> CHALLENGE
Count the lines in the entries below that contain the word "ceiling". Give only that number.

%%

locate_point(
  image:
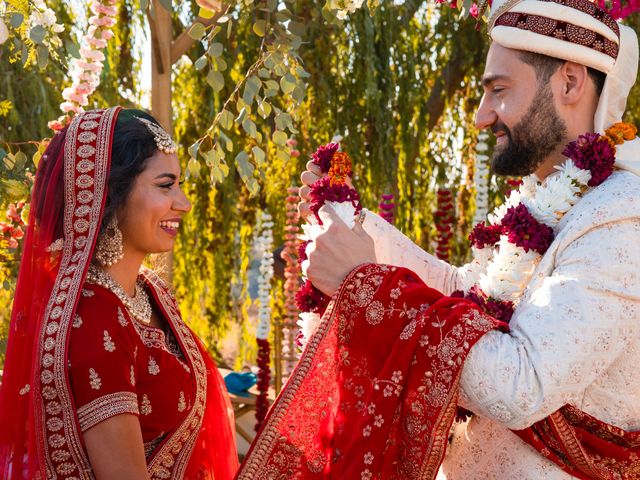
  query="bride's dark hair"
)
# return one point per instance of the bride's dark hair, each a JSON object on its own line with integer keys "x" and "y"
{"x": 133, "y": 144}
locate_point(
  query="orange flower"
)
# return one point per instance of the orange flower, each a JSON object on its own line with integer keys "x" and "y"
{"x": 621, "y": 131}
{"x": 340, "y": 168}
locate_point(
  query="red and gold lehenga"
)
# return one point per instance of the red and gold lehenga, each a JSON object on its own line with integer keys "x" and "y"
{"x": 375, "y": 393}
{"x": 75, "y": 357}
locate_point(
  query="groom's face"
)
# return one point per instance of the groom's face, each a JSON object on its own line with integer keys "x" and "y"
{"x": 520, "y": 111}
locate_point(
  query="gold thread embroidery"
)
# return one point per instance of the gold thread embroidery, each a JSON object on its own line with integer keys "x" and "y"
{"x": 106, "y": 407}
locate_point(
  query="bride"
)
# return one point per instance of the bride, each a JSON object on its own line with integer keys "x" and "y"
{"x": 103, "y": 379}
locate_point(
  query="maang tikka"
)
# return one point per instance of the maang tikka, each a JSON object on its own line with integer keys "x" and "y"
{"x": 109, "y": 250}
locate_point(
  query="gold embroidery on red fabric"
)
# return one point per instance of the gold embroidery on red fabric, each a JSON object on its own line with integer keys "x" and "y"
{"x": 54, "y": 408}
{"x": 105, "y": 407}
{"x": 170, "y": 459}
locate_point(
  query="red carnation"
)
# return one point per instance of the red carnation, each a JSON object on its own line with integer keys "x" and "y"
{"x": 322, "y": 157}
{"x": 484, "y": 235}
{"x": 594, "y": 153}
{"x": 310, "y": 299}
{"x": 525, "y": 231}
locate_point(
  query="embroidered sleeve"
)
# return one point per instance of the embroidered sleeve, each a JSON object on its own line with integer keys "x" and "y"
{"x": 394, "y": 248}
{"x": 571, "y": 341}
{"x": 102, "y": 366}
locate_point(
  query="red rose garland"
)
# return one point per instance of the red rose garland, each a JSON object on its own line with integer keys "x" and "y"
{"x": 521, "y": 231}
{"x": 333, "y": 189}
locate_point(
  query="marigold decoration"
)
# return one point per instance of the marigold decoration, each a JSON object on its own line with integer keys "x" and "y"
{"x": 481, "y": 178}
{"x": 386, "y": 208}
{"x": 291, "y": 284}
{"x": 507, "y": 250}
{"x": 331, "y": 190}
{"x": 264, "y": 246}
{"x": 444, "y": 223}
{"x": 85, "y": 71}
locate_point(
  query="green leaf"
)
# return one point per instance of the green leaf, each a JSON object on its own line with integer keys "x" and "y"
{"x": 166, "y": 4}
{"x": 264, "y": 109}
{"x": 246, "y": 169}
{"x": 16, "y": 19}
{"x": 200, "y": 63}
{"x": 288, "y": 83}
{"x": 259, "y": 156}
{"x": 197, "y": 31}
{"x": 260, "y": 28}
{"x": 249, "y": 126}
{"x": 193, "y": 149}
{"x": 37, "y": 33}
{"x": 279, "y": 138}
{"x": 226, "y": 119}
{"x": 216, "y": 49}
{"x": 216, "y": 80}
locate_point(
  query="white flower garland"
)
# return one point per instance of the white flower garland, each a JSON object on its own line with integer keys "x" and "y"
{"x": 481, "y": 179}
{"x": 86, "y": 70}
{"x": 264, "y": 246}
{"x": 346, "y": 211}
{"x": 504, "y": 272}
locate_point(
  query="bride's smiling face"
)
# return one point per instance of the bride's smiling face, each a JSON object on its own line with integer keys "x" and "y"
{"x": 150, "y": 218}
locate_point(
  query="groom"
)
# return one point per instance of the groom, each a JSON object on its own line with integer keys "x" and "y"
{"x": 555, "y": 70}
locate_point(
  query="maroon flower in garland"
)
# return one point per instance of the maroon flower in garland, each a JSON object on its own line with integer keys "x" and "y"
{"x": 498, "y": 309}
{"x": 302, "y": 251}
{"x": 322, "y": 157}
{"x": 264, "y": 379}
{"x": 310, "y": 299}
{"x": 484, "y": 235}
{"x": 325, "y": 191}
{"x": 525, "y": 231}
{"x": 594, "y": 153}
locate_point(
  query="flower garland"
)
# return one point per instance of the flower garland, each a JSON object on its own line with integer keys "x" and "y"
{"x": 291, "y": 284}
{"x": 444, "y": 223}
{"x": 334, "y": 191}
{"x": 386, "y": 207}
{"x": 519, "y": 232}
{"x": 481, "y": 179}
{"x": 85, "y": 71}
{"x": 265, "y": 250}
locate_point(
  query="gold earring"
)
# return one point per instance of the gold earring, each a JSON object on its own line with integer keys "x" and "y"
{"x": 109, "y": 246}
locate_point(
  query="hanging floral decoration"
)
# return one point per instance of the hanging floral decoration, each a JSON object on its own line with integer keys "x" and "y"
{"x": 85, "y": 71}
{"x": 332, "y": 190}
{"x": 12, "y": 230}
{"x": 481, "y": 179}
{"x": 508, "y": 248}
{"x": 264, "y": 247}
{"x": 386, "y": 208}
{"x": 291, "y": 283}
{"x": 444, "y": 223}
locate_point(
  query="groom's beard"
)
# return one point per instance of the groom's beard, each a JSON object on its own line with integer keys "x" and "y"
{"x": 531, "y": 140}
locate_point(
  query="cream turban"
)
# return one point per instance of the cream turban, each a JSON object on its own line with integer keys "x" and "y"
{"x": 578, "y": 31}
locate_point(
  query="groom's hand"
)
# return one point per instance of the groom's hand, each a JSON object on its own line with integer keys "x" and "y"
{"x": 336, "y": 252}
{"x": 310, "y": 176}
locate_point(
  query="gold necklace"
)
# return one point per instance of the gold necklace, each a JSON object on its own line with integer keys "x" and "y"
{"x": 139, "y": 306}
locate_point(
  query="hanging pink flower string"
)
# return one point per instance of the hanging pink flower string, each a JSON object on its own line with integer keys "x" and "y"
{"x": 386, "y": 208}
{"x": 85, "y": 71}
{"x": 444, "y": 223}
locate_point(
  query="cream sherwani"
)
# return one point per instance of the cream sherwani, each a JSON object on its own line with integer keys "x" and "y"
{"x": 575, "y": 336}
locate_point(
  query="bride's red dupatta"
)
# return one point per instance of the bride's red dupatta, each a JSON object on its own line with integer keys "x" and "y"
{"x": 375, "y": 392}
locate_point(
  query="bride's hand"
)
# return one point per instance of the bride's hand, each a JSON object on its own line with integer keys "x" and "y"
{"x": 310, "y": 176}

%%
%%

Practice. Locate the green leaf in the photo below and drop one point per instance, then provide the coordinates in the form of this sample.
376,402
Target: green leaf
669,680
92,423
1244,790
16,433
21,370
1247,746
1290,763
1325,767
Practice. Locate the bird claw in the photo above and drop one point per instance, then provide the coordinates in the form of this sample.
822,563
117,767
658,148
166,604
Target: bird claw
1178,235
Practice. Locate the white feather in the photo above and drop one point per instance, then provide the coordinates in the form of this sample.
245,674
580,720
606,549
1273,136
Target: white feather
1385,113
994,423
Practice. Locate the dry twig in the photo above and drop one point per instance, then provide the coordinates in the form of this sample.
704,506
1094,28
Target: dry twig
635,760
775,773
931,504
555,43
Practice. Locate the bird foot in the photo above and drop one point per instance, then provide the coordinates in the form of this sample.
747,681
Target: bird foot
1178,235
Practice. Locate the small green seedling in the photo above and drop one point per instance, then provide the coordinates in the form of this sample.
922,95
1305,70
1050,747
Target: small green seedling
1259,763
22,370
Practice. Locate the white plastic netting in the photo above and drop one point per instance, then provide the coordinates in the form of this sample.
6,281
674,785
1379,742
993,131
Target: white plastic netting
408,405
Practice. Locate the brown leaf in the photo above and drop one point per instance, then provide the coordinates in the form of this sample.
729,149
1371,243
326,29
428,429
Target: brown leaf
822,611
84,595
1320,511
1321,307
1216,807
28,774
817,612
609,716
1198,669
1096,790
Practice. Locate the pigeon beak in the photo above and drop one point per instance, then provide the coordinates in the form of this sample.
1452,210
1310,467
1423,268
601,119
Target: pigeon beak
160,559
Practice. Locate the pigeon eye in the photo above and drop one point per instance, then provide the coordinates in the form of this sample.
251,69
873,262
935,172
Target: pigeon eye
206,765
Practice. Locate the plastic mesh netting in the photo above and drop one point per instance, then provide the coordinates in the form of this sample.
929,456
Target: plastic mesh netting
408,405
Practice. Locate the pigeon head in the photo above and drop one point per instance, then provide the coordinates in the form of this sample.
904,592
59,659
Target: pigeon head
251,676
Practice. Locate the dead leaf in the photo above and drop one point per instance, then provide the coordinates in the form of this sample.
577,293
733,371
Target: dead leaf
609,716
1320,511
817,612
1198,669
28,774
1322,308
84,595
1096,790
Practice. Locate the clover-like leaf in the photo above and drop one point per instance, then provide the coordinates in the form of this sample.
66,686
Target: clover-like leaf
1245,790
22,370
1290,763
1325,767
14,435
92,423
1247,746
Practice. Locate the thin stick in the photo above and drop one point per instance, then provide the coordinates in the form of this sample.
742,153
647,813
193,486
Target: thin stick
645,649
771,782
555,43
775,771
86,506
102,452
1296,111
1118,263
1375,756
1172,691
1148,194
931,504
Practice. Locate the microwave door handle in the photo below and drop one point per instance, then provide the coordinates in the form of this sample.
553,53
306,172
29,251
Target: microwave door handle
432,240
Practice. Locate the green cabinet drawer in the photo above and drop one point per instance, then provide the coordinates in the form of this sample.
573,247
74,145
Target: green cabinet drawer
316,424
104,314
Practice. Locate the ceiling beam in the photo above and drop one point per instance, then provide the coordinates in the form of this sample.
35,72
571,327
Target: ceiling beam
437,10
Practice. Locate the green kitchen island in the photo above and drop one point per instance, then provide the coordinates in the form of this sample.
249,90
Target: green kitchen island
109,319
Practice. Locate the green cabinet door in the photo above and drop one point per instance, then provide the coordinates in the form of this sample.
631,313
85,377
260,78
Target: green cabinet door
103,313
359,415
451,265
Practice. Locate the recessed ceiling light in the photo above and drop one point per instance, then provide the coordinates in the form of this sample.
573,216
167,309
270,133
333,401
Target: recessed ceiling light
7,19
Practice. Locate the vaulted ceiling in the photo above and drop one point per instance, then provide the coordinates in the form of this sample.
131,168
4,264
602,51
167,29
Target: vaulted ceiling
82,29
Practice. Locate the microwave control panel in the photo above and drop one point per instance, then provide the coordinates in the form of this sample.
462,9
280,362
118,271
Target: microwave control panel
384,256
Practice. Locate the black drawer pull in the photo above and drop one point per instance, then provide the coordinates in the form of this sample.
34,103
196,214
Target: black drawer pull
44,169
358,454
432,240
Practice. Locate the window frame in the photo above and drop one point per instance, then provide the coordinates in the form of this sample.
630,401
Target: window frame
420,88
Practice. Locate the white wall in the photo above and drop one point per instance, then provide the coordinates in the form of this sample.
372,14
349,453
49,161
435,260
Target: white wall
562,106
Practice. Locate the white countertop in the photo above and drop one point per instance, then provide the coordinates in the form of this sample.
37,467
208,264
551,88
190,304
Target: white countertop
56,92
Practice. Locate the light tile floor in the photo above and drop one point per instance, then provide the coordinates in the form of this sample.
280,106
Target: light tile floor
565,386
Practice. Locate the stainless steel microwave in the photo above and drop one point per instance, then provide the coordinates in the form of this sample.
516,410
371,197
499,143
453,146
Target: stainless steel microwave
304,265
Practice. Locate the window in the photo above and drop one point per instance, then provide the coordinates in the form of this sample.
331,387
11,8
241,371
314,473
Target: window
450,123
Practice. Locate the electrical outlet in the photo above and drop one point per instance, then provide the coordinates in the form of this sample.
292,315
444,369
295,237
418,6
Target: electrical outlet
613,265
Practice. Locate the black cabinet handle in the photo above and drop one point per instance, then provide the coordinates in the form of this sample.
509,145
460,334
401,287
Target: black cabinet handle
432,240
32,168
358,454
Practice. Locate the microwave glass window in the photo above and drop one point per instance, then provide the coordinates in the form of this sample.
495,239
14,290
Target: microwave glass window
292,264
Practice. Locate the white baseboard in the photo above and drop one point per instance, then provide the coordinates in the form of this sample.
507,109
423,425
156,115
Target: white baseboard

%%

> WRITTEN RESPONSE
6